## Instruction A
Set down the stretch of the open access text from "For an excellent" through "access publishing model.", word for word.
## Instruction B
Render this sentence from the open access text in Spanish: "OA does not change how information is created; rather, it changes how it is distributed."

What is open access?

MRU Library position statement on open access

Open access (OA) is a publishing model that provides an alternative to the traditional scholarly publishing model. There are different ways that open access can manifest, but for an initiative to be considered open access it must be free of price barriers such as paywalls, subscription costs to end users, or other charges/fees to access materials. OA resources must also be free of most kinds of permission barriers, such as copyright and licensing restrictions around (re)distribution of the materials. OA permissions may grant the user the right to copy, use, change, distribute or display the information, as long as the original author is given credit. OA does not change how information is created; rather, it changes how it is distributed. In a nutshell, Open Access attempts to make digital information freely available and easy to share.

For an excellent introduction to Open Access see Peter Suber's Open Access Overview. For an introduction to Open Access and libraries, the Association of Research Libraries offers a great overview of key issues.

Benefits and challenges

There are a variety of benefits and challenges to the open access publishing model.

Some benefits

  • One of the major benefits to open access publishing is the increased access that everyone has to scholarly research outputs. Open access publications are freely available. Unlike other publications, OA content is free of expensive subscription fees (paywalls) that force users to pay before they can view the content.
  • This increased availability of research leads to increased citation rates for authors. This is known as the open acess citation advantage, which has been proven to exist. SPARC Europe maintains and updates a lists of studies that examine the OA citation advantage, with an overall analysis clearly demonstrating that the advantage exists: http://sparceurope.org/oaca/
  • Disciplines also enjoy more international and cross-disciplinary collaboration when information is more freely available.

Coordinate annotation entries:

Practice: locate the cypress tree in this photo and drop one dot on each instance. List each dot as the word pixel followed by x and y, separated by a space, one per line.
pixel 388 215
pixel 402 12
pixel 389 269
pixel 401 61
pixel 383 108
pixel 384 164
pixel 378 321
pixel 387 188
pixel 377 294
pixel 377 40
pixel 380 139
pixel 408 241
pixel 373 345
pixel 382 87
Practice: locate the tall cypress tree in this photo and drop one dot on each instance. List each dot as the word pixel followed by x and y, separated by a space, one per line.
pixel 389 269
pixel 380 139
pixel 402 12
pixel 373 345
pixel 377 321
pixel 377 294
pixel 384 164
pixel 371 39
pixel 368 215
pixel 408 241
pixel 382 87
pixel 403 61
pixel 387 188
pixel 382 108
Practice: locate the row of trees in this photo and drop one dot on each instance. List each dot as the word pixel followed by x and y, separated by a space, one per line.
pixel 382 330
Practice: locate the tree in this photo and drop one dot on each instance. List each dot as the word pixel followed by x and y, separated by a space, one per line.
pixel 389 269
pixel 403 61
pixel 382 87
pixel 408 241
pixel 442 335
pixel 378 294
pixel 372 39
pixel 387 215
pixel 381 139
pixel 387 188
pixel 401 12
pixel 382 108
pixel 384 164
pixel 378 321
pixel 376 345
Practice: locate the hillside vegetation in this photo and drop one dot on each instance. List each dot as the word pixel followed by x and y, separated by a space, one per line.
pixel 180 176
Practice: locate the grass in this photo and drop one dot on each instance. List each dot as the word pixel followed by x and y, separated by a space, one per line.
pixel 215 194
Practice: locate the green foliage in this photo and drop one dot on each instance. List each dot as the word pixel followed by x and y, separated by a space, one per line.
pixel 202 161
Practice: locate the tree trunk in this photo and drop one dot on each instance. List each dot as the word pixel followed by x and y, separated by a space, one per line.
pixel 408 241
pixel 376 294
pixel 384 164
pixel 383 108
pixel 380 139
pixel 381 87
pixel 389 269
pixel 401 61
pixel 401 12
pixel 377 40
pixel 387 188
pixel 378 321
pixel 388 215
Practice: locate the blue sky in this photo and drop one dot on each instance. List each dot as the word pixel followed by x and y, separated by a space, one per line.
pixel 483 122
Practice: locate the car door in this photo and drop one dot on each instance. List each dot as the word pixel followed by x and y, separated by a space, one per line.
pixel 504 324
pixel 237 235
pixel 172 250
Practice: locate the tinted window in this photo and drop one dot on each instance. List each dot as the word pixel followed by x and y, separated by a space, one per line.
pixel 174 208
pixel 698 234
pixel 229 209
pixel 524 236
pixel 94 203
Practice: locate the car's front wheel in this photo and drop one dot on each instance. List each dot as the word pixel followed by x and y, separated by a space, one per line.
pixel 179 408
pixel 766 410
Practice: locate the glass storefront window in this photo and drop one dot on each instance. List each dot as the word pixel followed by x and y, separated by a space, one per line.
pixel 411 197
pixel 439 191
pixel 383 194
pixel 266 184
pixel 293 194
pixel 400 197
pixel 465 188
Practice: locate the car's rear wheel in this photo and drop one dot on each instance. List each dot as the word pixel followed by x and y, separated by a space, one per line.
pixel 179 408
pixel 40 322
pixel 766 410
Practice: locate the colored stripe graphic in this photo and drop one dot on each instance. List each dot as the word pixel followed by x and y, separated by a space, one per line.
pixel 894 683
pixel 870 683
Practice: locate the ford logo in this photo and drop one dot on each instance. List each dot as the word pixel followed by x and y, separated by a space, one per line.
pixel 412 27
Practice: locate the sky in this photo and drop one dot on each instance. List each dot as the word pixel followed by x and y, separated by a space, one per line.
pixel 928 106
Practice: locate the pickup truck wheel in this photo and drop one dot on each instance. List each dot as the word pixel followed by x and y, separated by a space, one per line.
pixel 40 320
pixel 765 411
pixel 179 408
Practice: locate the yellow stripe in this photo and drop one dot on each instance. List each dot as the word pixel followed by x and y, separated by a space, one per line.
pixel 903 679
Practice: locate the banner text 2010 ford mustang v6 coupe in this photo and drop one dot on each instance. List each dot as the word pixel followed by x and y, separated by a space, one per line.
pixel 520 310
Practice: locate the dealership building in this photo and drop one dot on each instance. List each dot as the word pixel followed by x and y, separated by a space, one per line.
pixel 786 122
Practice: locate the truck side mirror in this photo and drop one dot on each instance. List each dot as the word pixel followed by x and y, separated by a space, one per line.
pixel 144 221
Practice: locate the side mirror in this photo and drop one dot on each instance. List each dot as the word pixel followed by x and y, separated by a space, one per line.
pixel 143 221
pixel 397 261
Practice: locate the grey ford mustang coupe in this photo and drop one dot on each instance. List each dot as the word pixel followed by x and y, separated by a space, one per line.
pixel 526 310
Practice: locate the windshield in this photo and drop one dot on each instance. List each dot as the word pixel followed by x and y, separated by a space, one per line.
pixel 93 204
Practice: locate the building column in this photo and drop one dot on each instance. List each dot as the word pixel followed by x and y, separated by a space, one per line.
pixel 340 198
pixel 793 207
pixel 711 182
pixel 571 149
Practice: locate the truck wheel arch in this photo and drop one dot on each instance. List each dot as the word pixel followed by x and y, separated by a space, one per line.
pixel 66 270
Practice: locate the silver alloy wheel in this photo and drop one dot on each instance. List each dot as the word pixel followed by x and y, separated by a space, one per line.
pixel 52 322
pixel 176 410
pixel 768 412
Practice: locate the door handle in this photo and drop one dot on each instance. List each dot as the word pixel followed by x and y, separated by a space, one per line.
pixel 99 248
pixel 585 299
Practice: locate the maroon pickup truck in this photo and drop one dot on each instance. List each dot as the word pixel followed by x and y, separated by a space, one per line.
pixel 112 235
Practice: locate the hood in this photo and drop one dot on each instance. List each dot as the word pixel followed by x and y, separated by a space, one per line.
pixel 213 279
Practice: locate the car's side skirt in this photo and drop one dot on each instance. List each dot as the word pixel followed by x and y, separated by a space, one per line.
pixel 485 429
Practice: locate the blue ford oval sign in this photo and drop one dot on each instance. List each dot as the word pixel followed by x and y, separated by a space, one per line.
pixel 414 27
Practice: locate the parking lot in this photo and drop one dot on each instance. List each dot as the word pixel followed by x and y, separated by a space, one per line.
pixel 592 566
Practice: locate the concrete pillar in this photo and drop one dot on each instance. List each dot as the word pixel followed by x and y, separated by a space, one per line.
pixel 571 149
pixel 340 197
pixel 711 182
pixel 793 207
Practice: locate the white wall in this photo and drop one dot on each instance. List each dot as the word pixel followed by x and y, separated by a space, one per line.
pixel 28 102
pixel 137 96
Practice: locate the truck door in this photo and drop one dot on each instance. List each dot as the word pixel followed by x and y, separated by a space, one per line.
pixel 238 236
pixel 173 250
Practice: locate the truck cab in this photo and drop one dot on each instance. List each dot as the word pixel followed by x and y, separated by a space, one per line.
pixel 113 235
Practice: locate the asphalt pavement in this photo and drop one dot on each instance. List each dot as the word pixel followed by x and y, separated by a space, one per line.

## Full answer A
For an excellent introduction to Open Access see Peter Suber's Open Access Overview. For an introduction to Open Access and libraries, the Association of Research Libraries offers a great overview of key issues.

Benefits and challenges

There are a variety of benefits and challenges to the open access publishing model.

## Full answer B
El OA no cambia la manera en que se crea la información; más bien, cambia la manera en que se distribuye.